Goal -
Shift every coordinate in the answers up by 51 and copy the lines below in full. Begin at the line that has "query | leafy branch in foreground", include it, and stop after the last line.

— BEGIN —

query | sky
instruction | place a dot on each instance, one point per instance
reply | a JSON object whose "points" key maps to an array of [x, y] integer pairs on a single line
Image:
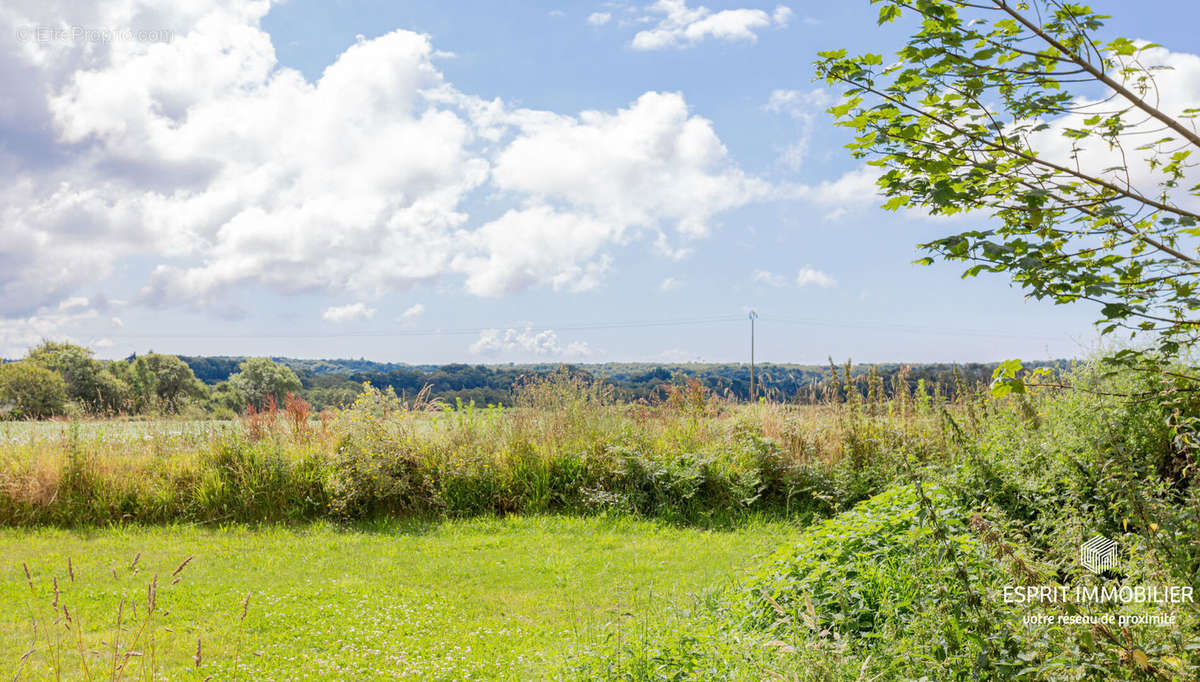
{"points": [[474, 181]]}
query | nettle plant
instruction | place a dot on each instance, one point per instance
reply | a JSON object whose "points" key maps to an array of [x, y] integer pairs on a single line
{"points": [[1019, 112]]}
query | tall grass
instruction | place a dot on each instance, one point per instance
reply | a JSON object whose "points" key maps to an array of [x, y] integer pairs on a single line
{"points": [[565, 446]]}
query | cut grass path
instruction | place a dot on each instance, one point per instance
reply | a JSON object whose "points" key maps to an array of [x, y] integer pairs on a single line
{"points": [[483, 598]]}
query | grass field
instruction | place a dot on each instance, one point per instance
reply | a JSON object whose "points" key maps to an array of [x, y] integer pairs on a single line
{"points": [[492, 598]]}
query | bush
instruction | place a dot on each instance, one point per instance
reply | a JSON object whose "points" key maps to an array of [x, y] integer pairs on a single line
{"points": [[30, 392]]}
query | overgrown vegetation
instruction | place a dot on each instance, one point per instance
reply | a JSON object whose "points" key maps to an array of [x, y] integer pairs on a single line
{"points": [[565, 447], [910, 584]]}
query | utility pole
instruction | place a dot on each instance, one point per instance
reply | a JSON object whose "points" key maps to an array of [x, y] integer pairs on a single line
{"points": [[753, 317]]}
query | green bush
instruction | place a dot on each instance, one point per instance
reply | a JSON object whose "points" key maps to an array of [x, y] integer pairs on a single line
{"points": [[30, 392]]}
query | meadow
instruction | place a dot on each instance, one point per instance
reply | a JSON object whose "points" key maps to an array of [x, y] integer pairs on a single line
{"points": [[573, 536], [483, 598]]}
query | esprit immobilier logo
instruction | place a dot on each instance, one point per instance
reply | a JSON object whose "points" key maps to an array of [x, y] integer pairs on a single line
{"points": [[1098, 554]]}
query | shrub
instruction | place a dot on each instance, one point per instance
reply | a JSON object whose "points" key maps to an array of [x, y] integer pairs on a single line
{"points": [[30, 392]]}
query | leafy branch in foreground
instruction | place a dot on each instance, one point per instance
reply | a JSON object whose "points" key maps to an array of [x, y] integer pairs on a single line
{"points": [[1017, 109]]}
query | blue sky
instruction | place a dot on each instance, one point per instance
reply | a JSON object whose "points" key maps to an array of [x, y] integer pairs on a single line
{"points": [[433, 181]]}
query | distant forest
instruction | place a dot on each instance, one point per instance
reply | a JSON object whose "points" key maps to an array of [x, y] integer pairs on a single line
{"points": [[330, 383]]}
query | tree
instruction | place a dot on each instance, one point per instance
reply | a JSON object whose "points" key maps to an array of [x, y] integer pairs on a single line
{"points": [[163, 381], [261, 380], [31, 392], [89, 382], [1019, 111]]}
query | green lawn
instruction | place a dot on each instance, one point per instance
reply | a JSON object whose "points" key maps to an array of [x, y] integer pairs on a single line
{"points": [[485, 598]]}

— END —

Written reply -
query | leafy branch in foreground
instruction | place a dot on each instance, one point per instance
reply | a JSON object whose "points" key maps to an array of [x, y] integer pairs on a single line
{"points": [[1068, 160]]}
query | blue sky
instruction | place a dot on each instance, one point per instance
reply | a JSON object whose "points" key maps to an array of [x, y] integer pairs on a single line
{"points": [[484, 232]]}
query | distant forest
instruction | place a dot on each instance, one point per instance
reply | a JSON object whose "points" key maps to an array of [x, y] integer pairs on a single line
{"points": [[381, 434]]}
query | tree
instruction | place a dot on each instance, one point per instance
reply | a JSON object whose "points" key maps to an array of [x, y] integer pairs on a single line
{"points": [[214, 432], [312, 431], [82, 443], [140, 433], [1070, 162]]}
query | green lawn
instruction | place a dot on each instance, one point per instance
reply | a JSON object whose "points" key maps to an array of [x, y] integer pairs on a single line
{"points": [[536, 649]]}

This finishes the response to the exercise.